Rewrite the following lines as a numbered list, dropping any blank lines. Omit the pictures from your answer.

- Dataset excerpts on object pointing:
--- begin ---
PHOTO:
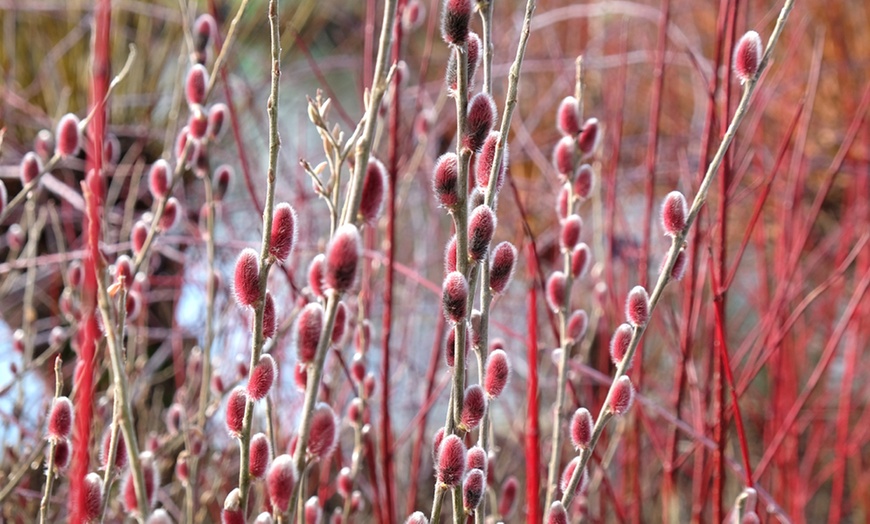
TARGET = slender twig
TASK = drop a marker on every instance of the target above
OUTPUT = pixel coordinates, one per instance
(266, 258)
(49, 465)
(677, 245)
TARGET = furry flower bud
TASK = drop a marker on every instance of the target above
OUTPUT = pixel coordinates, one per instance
(262, 377)
(747, 56)
(557, 291)
(473, 407)
(619, 344)
(260, 455)
(246, 283)
(93, 497)
(637, 306)
(501, 266)
(283, 237)
(577, 324)
(68, 136)
(623, 395)
(196, 84)
(30, 168)
(342, 258)
(581, 428)
(481, 227)
(280, 481)
(309, 324)
(498, 372)
(324, 432)
(373, 191)
(580, 260)
(674, 212)
(486, 159)
(60, 419)
(455, 17)
(159, 179)
(451, 461)
(564, 156)
(445, 180)
(236, 411)
(568, 117)
(472, 489)
(454, 296)
(481, 119)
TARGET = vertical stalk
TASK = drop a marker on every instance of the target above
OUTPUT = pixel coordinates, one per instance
(265, 257)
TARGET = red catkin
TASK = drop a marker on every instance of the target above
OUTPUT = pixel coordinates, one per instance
(93, 497)
(324, 432)
(159, 179)
(619, 343)
(30, 168)
(196, 84)
(342, 258)
(373, 191)
(557, 291)
(481, 118)
(473, 407)
(60, 419)
(623, 395)
(674, 213)
(581, 428)
(280, 481)
(455, 17)
(571, 229)
(246, 281)
(260, 455)
(747, 56)
(262, 377)
(313, 512)
(498, 371)
(283, 236)
(315, 275)
(454, 296)
(309, 324)
(450, 255)
(502, 263)
(486, 159)
(445, 180)
(568, 117)
(68, 135)
(236, 411)
(637, 306)
(481, 227)
(472, 489)
(451, 461)
(476, 459)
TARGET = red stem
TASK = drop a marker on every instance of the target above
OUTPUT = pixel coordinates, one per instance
(532, 455)
(90, 333)
(392, 168)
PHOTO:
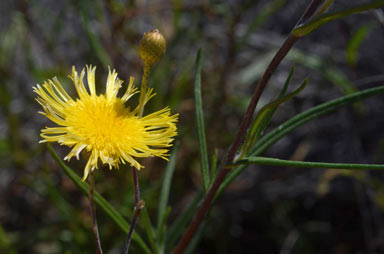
--- end ---
- FULL SOLUTION:
1. PHOTO:
2. TARGET = slender twig
3. TASK = drop a marker on every instance of the target above
4. OUTPUT = pixel coordinates, one per instance
5. (266, 258)
6. (49, 465)
7. (677, 245)
8. TARGET = furry flower bud
9. TASK = drop a marker on every instance of the target above
10. OUTPUT = pixel coordinates, one per instance
11. (262, 377)
12. (747, 56)
13. (557, 291)
14. (473, 407)
15. (619, 344)
16. (260, 455)
17. (246, 283)
18. (93, 497)
19. (637, 306)
20. (501, 266)
21. (283, 237)
22. (577, 324)
23. (68, 136)
24. (623, 395)
25. (196, 84)
26. (30, 168)
27. (342, 258)
28. (581, 428)
29. (481, 227)
30. (280, 481)
31. (309, 324)
32. (498, 372)
33. (324, 432)
34. (373, 191)
35. (580, 260)
36. (674, 212)
37. (486, 159)
38. (60, 419)
39. (455, 17)
40. (159, 179)
41. (451, 461)
42. (564, 156)
43. (445, 180)
44. (236, 411)
45. (568, 117)
46. (472, 489)
47. (454, 296)
48. (481, 119)
49. TARGET = vertical stalk
50. TASK = drop a marker on every instance of the target above
51. OUTPUT = pixel coordinates, one per instance
52. (265, 257)
53. TARGET = red catkin
54. TASK = drop a marker on every instance of the target above
55. OUTPUT = pixel coordinates, one per instance
56. (93, 497)
57. (324, 432)
58. (159, 179)
59. (619, 343)
60. (30, 168)
61. (196, 84)
62. (342, 258)
63. (373, 191)
64. (557, 291)
65. (481, 118)
66. (473, 407)
67. (60, 419)
68. (623, 395)
69. (674, 213)
70. (581, 428)
71. (280, 481)
72. (455, 17)
73. (571, 229)
74. (246, 281)
75. (260, 455)
76. (747, 56)
77. (262, 377)
78. (313, 512)
79. (498, 371)
80. (283, 236)
81. (315, 275)
82. (454, 296)
83. (309, 324)
84. (450, 255)
85. (502, 263)
86. (486, 159)
87. (445, 180)
88. (568, 117)
89. (68, 135)
90. (236, 411)
91. (637, 306)
92. (481, 227)
93. (472, 489)
94. (451, 461)
95. (476, 459)
96. TARGET = red stem
97. TASK = drop a marker on every instance of the target above
98. OUTPUT = pixel coordinates, one per instance
99. (532, 455)
100. (90, 333)
101. (392, 168)
102. PHOTO:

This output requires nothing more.